Required task: Locate the line that contains "Place one point per instance of the red jersey, the". Print it and each following line through the end of the listing, verbatim, and nothing more.

Dataset records:
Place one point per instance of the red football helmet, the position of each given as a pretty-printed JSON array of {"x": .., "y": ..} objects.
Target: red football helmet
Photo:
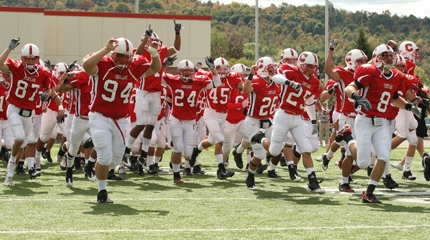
[
  {"x": 123, "y": 53},
  {"x": 59, "y": 69},
  {"x": 290, "y": 56},
  {"x": 267, "y": 67},
  {"x": 239, "y": 68},
  {"x": 186, "y": 70},
  {"x": 410, "y": 51},
  {"x": 222, "y": 67},
  {"x": 30, "y": 55},
  {"x": 355, "y": 58},
  {"x": 383, "y": 55},
  {"x": 308, "y": 63}
]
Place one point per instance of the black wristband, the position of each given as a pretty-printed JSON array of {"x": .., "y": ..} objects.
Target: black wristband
[
  {"x": 250, "y": 76},
  {"x": 354, "y": 95}
]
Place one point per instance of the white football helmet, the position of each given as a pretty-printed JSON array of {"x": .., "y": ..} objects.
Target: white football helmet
[
  {"x": 308, "y": 63},
  {"x": 400, "y": 62},
  {"x": 186, "y": 70},
  {"x": 239, "y": 68},
  {"x": 409, "y": 50},
  {"x": 123, "y": 53},
  {"x": 383, "y": 55},
  {"x": 353, "y": 56},
  {"x": 289, "y": 55},
  {"x": 59, "y": 69},
  {"x": 267, "y": 67},
  {"x": 29, "y": 51},
  {"x": 222, "y": 67}
]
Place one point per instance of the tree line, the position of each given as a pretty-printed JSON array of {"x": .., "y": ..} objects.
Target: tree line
[{"x": 298, "y": 27}]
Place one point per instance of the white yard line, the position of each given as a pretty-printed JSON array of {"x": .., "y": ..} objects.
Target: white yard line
[{"x": 17, "y": 232}]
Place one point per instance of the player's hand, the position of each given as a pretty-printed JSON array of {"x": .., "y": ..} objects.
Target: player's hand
[
  {"x": 245, "y": 103},
  {"x": 71, "y": 66},
  {"x": 414, "y": 109},
  {"x": 333, "y": 43},
  {"x": 111, "y": 44},
  {"x": 295, "y": 85},
  {"x": 14, "y": 42},
  {"x": 361, "y": 101},
  {"x": 178, "y": 26},
  {"x": 210, "y": 62},
  {"x": 44, "y": 97},
  {"x": 148, "y": 32},
  {"x": 314, "y": 129},
  {"x": 61, "y": 116},
  {"x": 48, "y": 64},
  {"x": 169, "y": 61}
]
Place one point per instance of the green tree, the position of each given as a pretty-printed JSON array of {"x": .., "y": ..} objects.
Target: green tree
[{"x": 362, "y": 43}]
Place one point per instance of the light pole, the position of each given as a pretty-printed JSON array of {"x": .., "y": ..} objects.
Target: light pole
[
  {"x": 326, "y": 35},
  {"x": 256, "y": 30}
]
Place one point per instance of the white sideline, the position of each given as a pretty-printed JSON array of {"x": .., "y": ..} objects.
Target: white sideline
[{"x": 16, "y": 232}]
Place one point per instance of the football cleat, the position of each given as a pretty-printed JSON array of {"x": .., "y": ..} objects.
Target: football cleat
[
  {"x": 407, "y": 175},
  {"x": 257, "y": 137},
  {"x": 346, "y": 130},
  {"x": 152, "y": 169},
  {"x": 250, "y": 182},
  {"x": 283, "y": 162},
  {"x": 398, "y": 166},
  {"x": 88, "y": 143},
  {"x": 89, "y": 172},
  {"x": 102, "y": 197},
  {"x": 194, "y": 155},
  {"x": 187, "y": 172},
  {"x": 112, "y": 176},
  {"x": 34, "y": 173},
  {"x": 261, "y": 168},
  {"x": 69, "y": 177},
  {"x": 294, "y": 175},
  {"x": 389, "y": 182},
  {"x": 126, "y": 160},
  {"x": 345, "y": 188},
  {"x": 369, "y": 198},
  {"x": 177, "y": 178},
  {"x": 426, "y": 164},
  {"x": 326, "y": 161},
  {"x": 272, "y": 174},
  {"x": 313, "y": 185},
  {"x": 197, "y": 169}
]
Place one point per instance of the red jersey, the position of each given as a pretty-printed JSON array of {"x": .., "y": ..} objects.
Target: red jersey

The reply:
Place one point per instance of the red jersey, the position of each given as a pretty-printed JSON array of {"x": .., "y": ..} objects.
Target: red jersey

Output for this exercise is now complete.